:: Consigne ::
Prolongez le texte ci-dessous sur les légendes des images radar, à partir de sa dernière phrase.

Les textes qui suivent sont les légendes des images radar figurant dans le cahier central d’Echos d’en haut. Images radar en toutes lettres, le livre dans lequel son auteure, Elise Colin, fait découvrir le monde de l’imagerie radar à travers un récit personnel, celui de doctorante puis de chercheuse et d’entrepreneure innovante, de femme, mère de deux enfants. Pour ne pas rompre la tonalité littéraire de l’oeuvre, il nous a paru préférable de ne pas y insérer l’explication des procédés techniques ayant présidé à la conception de ces images. Considérant que cette explication n’en restait pas moins précieuse, nous avons opté pour cette solution de compromis consistant à permettre au lecteur d’y accéder au moyen du QR Code figurant à la fin de l’ouvrage. Bonne lecture !
Image I – Delta Neuronal : Fractales d’eau et de sédiments
Lors de ma première observation de cette région, le réseau complexe de chenaux, de marécages et de dépôts sédimentaires m’a irrésistiblement évoqué la structure dendritique d’un neurone.

:: Données fournies ::
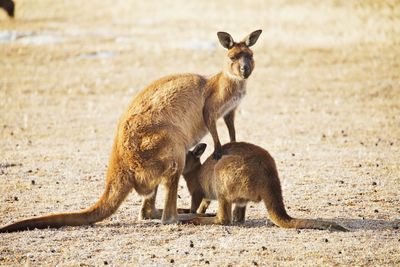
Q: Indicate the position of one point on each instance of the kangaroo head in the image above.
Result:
(239, 62)
(192, 162)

:: Résultat obtenu ::
Cette image, capturée en 2024 par le satellite radar Sentinel-1, représente une zone proche du delta du Mississippi. Elle est présentée ici en fausses couleurs, obtenues en combinant les canaux de polarisation VV et VH. Les teintes finales résultent d’une transformation manuelle réalisée avec le logiciel open source GIMP, sans algorithme scientifique particulier, mais avec une approche résolument picturale.
Cette formation géographique singulière m’est apparue au détour d’une étude consacrée à la détection des nappes d’hydrocarbures. La marée noire provoquée par l’explosion de la plate-forme pétrolière Deepwater Horizon, survenue le 22 avril 2010 à environ 60 kilomètres des côtes de la Louisiane, a en effet plongé le delta du Mississippi sous les projecteurs d’une catastrophe écologique, scrutée par des constellations de satellites. Les images Sentinel-1, toutefois, n’ont pas été témoins de cet événement, leur mission ayant débuté bien après la tragédie.
Image II – Échos croisés : quand radars du haut et radars du bas se parlent
Les motifs intrigants visibles ici résultent d’interférences complexes entre les signaux émis par des radars terrestres — très probablement des systèmes de surveillance militaire conçus pour détecter les menaces aériennes — et les ondes captées en retour par le capteur Sentinel-1, en orbite.
Ces structures se déploient sous forme de bandes alignées selon l’axe de distance radar, leur agencement étant directement influencé par les modulations de fréquence utilisées par les radars au sol.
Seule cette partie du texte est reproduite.